# Start of Supplied information
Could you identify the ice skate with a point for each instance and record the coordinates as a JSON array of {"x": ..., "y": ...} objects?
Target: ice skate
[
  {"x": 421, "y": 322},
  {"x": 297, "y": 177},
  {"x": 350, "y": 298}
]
# End of Supplied information
◆ **Instruction**:
Extract all of the data exactly as written.

◆ **Output**:
Could you identify the ice skate with a point for each instance and record the coordinates as a JSON array of {"x": ..., "y": ...} objects?
Target: ice skate
[
  {"x": 421, "y": 322},
  {"x": 297, "y": 177},
  {"x": 350, "y": 298}
]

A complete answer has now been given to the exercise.